Description of the task: Will you output the entries below exactly, skipping every image they contain?

Coordinate annotation records:

┌────────

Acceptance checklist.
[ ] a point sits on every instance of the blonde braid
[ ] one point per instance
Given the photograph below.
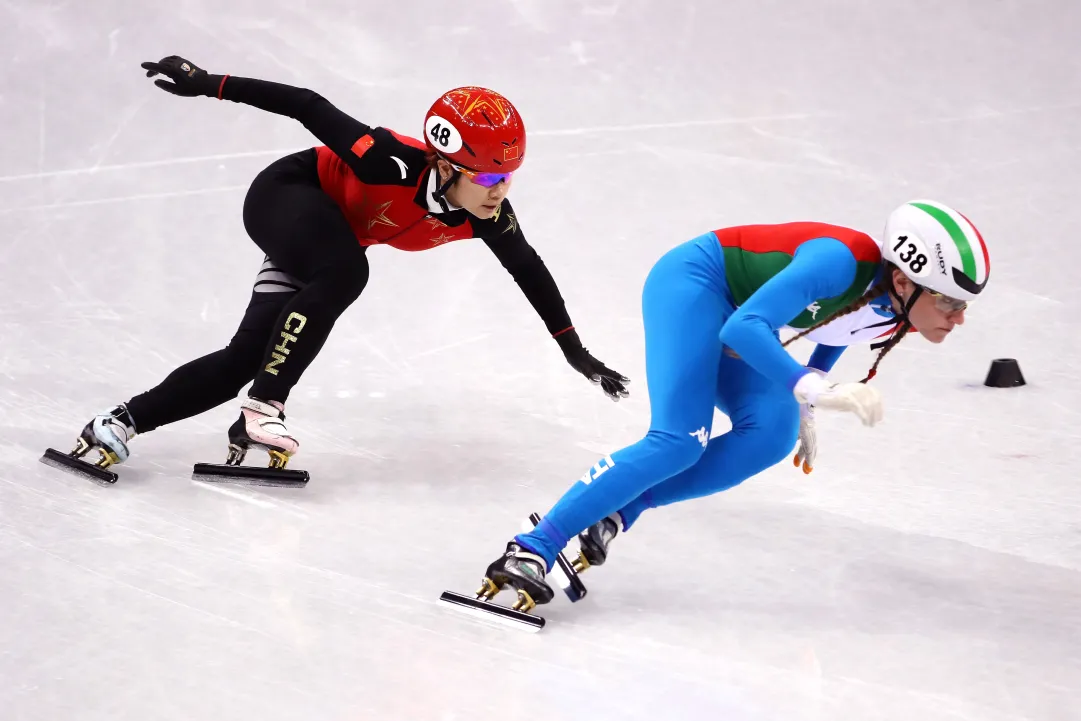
(901, 333)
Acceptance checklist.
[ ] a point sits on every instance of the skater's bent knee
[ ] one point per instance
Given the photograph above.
(676, 451)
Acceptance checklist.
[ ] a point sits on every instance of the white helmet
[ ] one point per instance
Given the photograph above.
(937, 248)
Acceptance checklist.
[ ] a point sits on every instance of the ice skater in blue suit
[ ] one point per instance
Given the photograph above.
(712, 309)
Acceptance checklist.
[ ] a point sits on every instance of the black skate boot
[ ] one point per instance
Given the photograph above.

└────────

Exercise result:
Acceptance checklist.
[ ] a point sits on every instance of the blonde braid
[ ] one point per instance
Given the photograph below.
(901, 333)
Acceptance checklist.
[ ] a point sits on every instance of the skater's bent knee
[ ] one point per instance
Given the photograph above.
(676, 451)
Acceptance checklist.
[ ] a point sits on every instance of the white helmet
[ ] one point per instance
Given the photograph above.
(937, 248)
Acceptance checklist.
[ ] a point sits on every instance of the ice skater in blue suit
[ ] one point per instance
Given the photograph above.
(712, 309)
Acceptance checklist.
[ ] a point sits on every instance of the black skate boot
[ ] one point per instance
Given the photograph above.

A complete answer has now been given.